> _REQUIREMENTS_
Pull out every line in the data below that contains the string "helmet". Letter case counts.

> _THE DATA_
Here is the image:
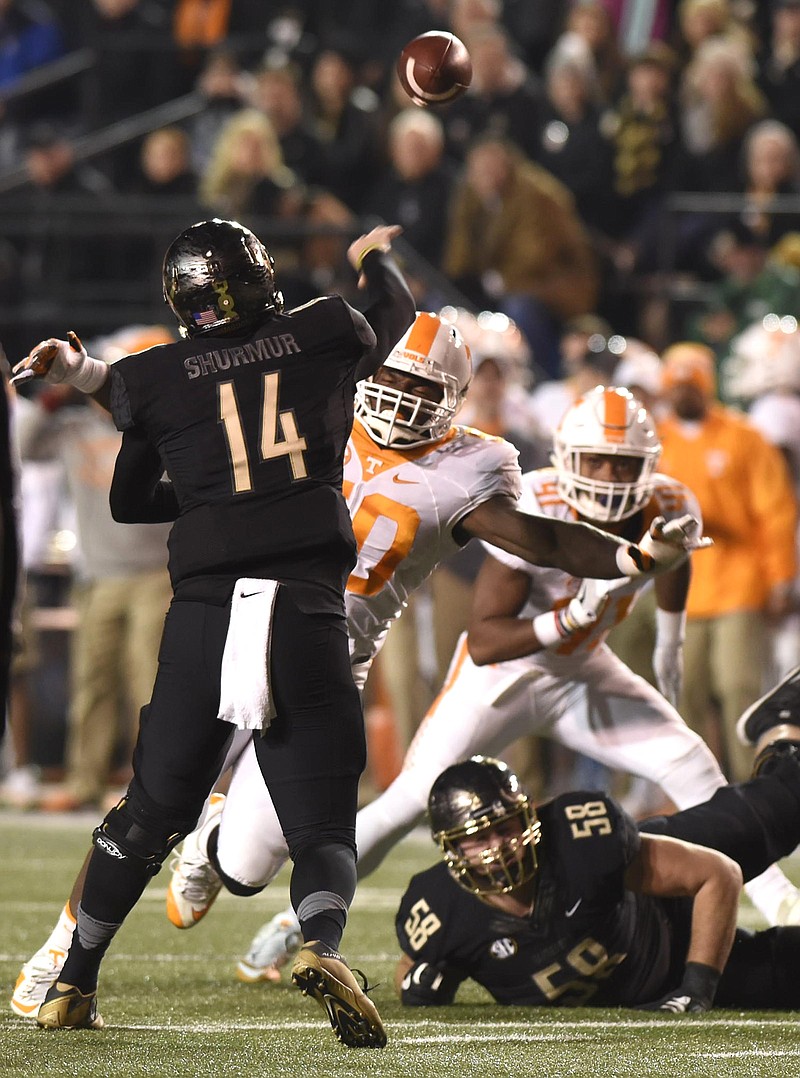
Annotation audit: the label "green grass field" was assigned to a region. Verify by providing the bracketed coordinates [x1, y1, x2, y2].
[0, 813, 800, 1078]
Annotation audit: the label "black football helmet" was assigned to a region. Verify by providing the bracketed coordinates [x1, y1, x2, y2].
[428, 756, 541, 896]
[162, 218, 284, 337]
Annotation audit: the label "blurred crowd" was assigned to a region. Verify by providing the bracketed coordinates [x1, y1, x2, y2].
[0, 0, 800, 809]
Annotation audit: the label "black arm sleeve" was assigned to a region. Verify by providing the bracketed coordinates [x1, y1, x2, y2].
[109, 427, 179, 524]
[356, 250, 416, 381]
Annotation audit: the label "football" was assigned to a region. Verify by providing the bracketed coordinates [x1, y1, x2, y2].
[397, 30, 472, 108]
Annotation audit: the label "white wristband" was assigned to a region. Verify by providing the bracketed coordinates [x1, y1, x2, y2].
[530, 610, 566, 648]
[617, 543, 656, 577]
[656, 607, 686, 648]
[68, 356, 108, 393]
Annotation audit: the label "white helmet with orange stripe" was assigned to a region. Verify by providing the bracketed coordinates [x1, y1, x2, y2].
[356, 312, 472, 448]
[552, 386, 661, 523]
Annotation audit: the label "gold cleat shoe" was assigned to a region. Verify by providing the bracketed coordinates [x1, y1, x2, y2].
[37, 981, 105, 1029]
[292, 940, 386, 1048]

> _RESPONSE BELOW_
Annotation audit: the label "black football helmet" was assigned to a region. Verify by providing the bracketed coordinates [x1, y1, x2, y2].
Annotation audit: the label "white helmet with orange stripe" was assigned to a region. Verify by providing the bracketed coordinates [x1, y1, x2, y2].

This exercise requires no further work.